## TASKS TO CARRY OUT
(A) Summarize the mailing-list thread in two sentences.
(B) Retype the mailing-list thread starting at "2010/10/4 Vo Minh" and ending at "the internal declarations.".

## TEXT PROVIDED
————
2010-10-04 Thread Liam O'Connor
Perhaps try importing the huge module with lots of imports in another
module, and then only export the ones you want.

Cheers.
~Liam



2010/10/4 Vo Minh Thu :
> 2010/10/4 Jonas Almström Duregård :
>> Hi Café,
>>
>> I'm doing some code generation with Template Haskell that results in
>> few hundred top level declaration, of which only 10 or so should
>> actually be exposed to the user (the rest are only used by generated
>> code).
>>
>> Since I cant splice stuff into the module header (i.e. into the export
>> list), I cant think of a good way to hide the internal declarations.
>> One way would be to put all the declarations into one or several
>> where-clauses, but this doesn't work very well when several functions
>> share the hidden declarations. Also I might want to hide a few data
>> types.
————
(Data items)
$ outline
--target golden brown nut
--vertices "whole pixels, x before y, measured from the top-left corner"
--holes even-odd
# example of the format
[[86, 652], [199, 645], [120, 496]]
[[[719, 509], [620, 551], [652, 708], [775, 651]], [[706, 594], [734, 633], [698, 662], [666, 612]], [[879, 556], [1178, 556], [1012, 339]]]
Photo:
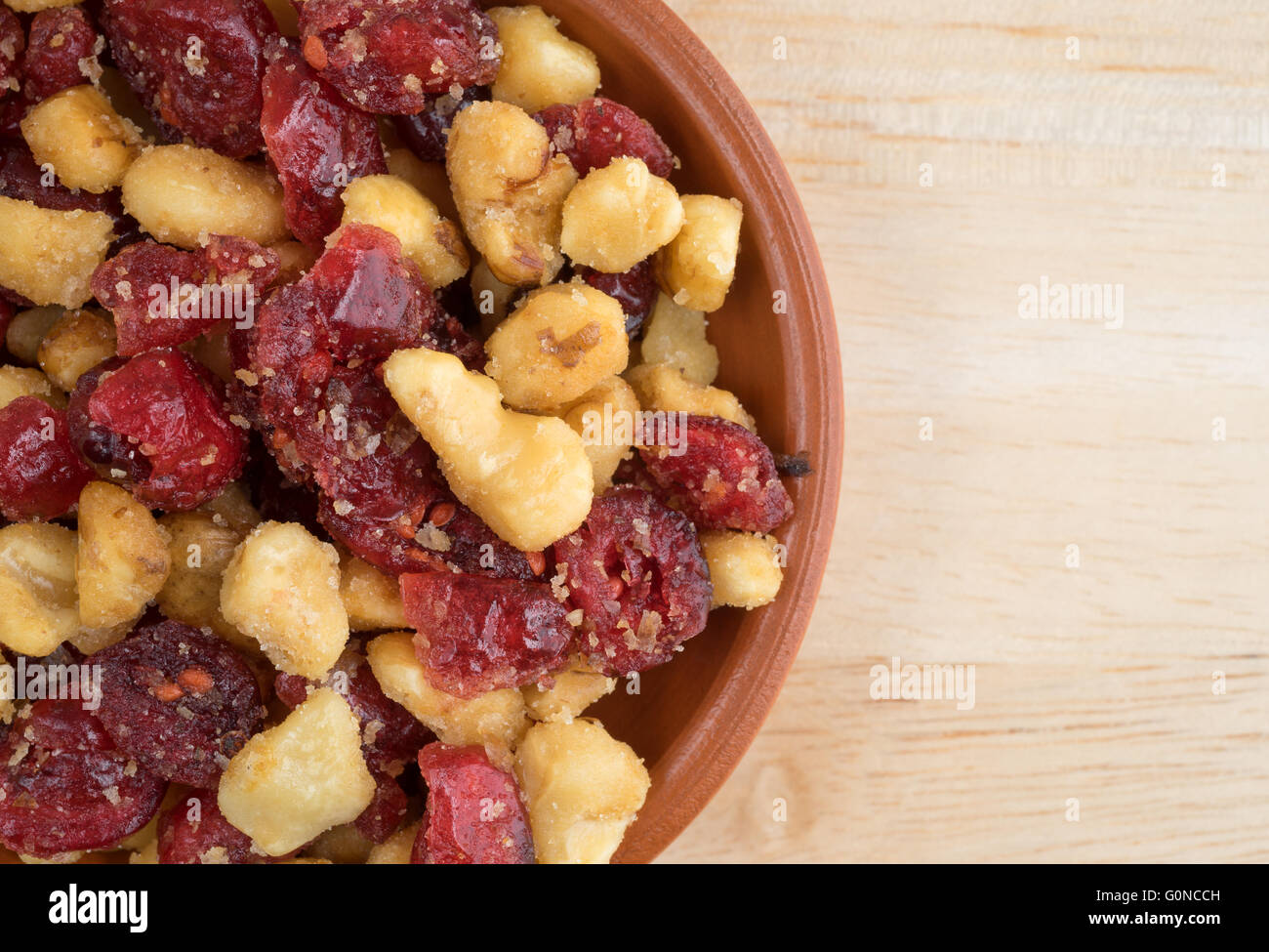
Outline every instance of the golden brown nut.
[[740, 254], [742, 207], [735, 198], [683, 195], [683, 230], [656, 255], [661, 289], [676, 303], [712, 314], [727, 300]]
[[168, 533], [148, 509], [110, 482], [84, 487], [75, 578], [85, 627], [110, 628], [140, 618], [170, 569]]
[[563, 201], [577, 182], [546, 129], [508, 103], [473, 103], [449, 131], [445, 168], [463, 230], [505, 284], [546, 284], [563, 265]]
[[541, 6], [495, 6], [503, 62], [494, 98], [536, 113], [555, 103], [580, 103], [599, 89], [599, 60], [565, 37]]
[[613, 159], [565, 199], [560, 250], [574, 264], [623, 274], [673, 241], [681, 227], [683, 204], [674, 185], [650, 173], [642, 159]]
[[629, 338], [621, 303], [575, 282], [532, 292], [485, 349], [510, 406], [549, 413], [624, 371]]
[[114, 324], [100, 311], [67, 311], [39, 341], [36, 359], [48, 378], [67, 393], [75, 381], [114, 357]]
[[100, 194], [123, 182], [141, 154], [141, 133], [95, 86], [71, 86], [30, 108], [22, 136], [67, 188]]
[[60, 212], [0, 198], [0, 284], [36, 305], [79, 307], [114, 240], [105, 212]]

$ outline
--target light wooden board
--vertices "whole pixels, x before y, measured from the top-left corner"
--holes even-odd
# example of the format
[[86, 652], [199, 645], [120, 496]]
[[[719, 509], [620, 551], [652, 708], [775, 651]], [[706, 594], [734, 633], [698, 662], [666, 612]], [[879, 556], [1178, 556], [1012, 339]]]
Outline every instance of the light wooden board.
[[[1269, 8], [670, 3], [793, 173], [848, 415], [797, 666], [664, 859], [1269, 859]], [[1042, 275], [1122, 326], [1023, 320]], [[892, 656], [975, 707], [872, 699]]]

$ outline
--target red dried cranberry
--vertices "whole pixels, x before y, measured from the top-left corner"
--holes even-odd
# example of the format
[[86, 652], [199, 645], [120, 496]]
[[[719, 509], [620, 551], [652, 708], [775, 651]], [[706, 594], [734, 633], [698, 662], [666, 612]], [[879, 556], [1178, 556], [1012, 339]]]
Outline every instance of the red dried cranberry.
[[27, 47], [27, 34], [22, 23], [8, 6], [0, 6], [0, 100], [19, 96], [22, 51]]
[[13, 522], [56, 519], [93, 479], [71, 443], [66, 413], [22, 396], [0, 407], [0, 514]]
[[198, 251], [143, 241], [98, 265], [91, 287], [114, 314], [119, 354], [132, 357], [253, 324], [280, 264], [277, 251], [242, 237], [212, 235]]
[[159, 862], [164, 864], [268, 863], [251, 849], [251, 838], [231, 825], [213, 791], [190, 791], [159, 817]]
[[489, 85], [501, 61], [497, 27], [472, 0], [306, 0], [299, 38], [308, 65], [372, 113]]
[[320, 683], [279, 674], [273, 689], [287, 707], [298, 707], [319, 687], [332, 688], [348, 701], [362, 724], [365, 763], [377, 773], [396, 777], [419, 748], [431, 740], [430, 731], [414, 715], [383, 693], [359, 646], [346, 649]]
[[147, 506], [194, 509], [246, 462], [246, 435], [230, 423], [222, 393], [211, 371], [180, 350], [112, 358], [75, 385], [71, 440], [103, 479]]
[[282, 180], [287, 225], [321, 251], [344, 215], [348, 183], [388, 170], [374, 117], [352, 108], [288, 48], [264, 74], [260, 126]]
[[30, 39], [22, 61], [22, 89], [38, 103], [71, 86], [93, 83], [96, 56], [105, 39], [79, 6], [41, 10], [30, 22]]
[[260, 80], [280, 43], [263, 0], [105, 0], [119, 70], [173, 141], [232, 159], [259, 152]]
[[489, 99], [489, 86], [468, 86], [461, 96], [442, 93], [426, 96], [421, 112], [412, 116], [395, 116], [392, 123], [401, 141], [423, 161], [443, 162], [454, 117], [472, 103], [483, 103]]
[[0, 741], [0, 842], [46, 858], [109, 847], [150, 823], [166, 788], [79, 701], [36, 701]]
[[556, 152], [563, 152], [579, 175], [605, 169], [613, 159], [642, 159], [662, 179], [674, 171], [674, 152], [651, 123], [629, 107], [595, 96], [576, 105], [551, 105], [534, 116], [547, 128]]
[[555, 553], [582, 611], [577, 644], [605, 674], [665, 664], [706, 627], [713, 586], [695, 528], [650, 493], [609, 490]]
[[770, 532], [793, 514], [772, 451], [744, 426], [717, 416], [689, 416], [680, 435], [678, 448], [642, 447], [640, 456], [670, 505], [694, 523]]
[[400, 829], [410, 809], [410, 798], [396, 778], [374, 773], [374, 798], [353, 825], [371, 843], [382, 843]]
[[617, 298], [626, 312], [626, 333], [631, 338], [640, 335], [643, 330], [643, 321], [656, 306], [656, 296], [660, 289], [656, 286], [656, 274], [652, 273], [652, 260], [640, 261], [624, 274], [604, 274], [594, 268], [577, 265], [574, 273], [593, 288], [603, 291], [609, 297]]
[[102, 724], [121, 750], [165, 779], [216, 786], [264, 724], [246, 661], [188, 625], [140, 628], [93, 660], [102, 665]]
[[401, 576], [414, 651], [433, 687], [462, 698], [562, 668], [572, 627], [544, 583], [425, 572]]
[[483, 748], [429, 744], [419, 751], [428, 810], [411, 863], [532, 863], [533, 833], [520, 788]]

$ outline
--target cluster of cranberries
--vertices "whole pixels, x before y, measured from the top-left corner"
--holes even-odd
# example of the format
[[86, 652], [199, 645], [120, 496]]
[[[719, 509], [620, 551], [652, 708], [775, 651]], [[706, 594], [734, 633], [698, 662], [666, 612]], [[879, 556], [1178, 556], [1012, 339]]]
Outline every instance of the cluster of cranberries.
————
## EXPECTED OUTPUTS
(A) Jonas Almström Duregård's Template Haskell code generation produces a few hundred top-level declarations, but only about 10 should be exposed to the user, and because the export list cannot be spliced into, the internal declarations are hard to hide. Putting them into where-clauses works poorly when several functions share the hidden declarations, and Liam O'Connor suggests importing the large module into another module and exporting only the wanted declarations.

(B)
2010/10/4 Vo Minh Thu :
> 2010/10/4 Jonas Almström Duregård :
>> Hi Café,
>>
>> I'm doing some code generation with Template Haskell that results in
>> few hundred top level declaration, of which only 10 or so should
>> actually be exposed to the user (the rest are only used by generated
>> code).
>>
>> Since I cant splice stuff into the module header (i.e. into the export
>> list), I cant think of a good way to hide the internal declarations.